→ **REQUEST**: Beginning with the line where "Task: set one pin on each instance of the window" appears, retype every remaining line of the data below, both the first and last included.

→ **DATA FOR PROCESSING**:
+++

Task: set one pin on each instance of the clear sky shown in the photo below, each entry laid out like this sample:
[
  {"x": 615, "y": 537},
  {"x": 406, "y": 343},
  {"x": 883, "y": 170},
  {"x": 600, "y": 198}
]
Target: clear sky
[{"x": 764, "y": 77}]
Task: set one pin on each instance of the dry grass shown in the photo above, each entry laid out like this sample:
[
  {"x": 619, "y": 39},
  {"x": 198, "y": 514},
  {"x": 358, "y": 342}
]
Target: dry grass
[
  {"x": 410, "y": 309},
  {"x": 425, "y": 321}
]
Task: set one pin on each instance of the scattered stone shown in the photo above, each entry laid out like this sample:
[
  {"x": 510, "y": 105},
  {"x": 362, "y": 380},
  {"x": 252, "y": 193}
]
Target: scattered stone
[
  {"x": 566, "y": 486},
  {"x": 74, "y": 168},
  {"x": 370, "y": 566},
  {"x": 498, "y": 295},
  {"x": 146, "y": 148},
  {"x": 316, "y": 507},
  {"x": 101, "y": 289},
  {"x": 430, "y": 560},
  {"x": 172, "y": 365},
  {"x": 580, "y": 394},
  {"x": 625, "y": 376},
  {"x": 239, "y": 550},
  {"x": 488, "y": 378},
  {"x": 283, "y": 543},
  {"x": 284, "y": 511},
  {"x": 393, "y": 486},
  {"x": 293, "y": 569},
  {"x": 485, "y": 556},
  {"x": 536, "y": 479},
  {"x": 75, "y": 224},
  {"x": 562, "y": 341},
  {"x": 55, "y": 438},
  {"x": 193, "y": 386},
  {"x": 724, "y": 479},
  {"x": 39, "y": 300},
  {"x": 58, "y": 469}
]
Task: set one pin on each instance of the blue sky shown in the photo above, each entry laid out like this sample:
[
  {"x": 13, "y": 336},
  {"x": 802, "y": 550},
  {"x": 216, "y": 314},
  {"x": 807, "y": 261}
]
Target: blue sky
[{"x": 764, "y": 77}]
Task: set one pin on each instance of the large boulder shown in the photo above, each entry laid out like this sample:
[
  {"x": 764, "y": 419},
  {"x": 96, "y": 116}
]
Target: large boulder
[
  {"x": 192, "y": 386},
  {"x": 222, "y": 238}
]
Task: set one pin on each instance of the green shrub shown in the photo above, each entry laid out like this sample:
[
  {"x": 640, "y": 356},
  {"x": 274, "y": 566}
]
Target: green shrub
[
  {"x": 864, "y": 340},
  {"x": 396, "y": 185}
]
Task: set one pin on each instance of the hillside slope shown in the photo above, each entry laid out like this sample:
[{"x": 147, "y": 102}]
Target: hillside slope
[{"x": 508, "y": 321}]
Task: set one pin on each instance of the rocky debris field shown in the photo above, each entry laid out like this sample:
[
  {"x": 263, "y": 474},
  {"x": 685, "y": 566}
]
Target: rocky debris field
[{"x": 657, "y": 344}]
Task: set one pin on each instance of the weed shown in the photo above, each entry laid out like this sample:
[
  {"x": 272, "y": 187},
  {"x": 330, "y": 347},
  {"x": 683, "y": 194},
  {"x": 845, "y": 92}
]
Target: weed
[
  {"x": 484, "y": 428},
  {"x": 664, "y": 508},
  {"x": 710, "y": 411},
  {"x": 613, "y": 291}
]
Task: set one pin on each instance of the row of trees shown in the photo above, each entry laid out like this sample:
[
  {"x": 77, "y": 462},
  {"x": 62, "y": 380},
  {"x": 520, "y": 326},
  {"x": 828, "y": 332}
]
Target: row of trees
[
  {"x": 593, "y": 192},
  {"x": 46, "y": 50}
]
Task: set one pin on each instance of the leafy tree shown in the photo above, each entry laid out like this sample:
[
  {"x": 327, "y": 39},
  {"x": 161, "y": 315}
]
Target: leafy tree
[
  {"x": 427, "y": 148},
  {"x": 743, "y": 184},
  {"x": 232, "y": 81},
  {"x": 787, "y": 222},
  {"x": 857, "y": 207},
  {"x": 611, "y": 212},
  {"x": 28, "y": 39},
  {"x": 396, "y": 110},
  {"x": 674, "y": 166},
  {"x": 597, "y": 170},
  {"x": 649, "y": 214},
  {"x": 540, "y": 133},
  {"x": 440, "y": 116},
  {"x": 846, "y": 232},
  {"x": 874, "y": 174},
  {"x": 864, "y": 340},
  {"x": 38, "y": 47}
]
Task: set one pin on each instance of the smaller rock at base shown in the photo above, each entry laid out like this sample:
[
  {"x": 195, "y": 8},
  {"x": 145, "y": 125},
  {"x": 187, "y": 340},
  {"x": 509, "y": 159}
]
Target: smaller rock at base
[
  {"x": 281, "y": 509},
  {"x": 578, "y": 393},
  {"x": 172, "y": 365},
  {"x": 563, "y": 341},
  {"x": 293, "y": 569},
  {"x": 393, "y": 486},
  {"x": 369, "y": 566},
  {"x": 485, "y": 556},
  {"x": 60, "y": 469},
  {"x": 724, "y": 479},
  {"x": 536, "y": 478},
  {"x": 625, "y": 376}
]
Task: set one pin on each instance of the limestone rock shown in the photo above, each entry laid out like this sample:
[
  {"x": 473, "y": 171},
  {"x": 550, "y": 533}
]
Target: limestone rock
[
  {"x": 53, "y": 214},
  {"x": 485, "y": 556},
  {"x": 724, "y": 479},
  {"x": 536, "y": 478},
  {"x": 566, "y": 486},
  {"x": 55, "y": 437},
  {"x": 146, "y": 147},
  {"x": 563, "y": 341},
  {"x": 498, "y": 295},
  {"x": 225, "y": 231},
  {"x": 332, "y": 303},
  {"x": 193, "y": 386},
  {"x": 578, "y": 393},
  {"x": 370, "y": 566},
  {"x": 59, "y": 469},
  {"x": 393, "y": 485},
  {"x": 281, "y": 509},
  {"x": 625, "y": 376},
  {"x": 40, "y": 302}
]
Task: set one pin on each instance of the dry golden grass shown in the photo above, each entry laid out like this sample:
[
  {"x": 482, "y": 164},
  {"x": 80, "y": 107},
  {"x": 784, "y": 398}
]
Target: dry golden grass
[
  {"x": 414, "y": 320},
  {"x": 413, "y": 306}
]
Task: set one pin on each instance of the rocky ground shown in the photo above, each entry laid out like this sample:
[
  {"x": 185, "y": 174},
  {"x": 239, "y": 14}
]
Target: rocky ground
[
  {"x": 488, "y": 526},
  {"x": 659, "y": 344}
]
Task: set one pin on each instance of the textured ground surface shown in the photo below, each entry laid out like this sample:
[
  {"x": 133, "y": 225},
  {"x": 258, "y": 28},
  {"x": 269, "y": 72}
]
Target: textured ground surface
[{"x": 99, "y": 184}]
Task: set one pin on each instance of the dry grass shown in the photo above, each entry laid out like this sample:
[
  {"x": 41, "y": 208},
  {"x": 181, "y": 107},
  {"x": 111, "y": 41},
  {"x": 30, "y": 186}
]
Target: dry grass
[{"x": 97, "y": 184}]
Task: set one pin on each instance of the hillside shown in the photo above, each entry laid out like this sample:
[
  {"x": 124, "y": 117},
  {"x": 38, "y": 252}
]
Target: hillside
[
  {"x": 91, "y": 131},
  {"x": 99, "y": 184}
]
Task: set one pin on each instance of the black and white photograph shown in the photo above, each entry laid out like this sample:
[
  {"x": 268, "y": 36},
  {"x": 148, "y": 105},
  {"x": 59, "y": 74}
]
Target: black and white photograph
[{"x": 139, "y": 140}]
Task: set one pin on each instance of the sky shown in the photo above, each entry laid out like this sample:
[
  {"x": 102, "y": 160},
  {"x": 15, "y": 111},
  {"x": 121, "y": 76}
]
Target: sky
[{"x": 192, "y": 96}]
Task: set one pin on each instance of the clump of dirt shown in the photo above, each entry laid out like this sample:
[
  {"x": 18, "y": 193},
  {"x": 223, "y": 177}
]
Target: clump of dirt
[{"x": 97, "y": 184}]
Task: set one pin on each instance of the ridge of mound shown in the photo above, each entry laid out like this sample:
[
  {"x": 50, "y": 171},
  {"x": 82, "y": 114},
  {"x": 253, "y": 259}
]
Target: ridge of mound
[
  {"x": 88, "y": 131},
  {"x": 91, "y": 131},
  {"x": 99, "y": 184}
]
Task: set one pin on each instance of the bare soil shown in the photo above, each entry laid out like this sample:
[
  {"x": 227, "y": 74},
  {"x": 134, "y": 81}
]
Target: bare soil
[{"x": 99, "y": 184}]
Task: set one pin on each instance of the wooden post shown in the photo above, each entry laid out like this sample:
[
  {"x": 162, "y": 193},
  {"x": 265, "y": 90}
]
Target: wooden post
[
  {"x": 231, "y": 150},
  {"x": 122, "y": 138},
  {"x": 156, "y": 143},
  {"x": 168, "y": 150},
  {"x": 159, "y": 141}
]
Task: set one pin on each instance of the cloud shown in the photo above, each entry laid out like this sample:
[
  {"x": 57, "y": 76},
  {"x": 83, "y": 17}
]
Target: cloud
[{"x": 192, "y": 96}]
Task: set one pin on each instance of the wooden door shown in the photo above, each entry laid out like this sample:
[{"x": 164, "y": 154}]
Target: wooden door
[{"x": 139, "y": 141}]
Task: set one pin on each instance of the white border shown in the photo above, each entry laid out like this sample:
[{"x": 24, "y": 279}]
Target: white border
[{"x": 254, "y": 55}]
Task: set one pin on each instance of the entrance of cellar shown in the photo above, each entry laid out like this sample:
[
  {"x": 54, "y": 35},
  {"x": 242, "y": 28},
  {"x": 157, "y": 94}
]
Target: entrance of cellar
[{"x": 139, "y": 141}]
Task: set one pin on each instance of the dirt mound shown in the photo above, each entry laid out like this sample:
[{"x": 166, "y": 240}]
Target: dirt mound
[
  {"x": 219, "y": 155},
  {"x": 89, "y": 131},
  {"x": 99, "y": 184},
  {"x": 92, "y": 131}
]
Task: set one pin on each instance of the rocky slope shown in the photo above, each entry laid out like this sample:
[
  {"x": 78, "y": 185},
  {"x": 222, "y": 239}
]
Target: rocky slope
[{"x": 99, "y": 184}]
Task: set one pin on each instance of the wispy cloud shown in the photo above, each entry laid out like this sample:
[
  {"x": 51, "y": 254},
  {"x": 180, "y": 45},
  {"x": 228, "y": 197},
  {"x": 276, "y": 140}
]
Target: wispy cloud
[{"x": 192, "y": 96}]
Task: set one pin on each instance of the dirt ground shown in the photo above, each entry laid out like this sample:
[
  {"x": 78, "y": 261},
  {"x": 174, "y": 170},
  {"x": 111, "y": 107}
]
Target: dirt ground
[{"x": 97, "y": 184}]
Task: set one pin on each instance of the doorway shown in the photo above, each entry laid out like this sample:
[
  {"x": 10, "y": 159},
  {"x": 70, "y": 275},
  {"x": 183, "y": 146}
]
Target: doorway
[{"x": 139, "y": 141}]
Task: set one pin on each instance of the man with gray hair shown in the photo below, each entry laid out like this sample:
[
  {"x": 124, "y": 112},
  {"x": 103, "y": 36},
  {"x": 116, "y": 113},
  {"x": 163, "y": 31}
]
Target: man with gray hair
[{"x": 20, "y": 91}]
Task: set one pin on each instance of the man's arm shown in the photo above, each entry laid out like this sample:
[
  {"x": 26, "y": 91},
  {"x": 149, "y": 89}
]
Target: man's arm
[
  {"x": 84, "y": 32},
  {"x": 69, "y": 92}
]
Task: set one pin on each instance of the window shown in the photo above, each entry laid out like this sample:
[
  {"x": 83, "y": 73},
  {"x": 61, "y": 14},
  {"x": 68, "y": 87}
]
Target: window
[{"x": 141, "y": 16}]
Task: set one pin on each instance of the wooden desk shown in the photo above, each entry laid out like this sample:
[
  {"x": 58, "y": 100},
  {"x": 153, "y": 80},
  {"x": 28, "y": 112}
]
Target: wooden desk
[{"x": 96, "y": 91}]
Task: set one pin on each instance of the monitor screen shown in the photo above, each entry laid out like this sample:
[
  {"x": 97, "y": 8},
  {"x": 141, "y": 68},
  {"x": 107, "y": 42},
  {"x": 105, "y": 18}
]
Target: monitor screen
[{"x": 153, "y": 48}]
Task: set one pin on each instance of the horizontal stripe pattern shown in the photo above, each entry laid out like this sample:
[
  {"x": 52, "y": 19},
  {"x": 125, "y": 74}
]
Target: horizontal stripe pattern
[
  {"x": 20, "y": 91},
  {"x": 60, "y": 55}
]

+++

→ **CORRECT OUTPUT**:
Task: set one pin on each instance of the window shown in the photo above, each entry laid out like this sample:
[
  {"x": 83, "y": 73},
  {"x": 61, "y": 14},
  {"x": 68, "y": 87}
]
Target: window
[{"x": 141, "y": 16}]
Task: set one pin on each instance of the wooden desk shown in the photo above, each entry laid out like this sample:
[
  {"x": 58, "y": 100},
  {"x": 153, "y": 80},
  {"x": 28, "y": 112}
]
Target: wooden desk
[{"x": 96, "y": 91}]
Task: set one pin on each instance of the monitor screen shown in the photo above, each entry laid out like this sample:
[
  {"x": 97, "y": 8},
  {"x": 141, "y": 68},
  {"x": 107, "y": 42},
  {"x": 105, "y": 18}
]
Target: monitor screen
[{"x": 153, "y": 48}]
Task: set one pin on each instance of the horizontal stripe pattern shown in the photo above, each entry laid out like this sample:
[
  {"x": 52, "y": 19},
  {"x": 125, "y": 74}
]
Target: horizontal stripe pattern
[
  {"x": 20, "y": 91},
  {"x": 60, "y": 55}
]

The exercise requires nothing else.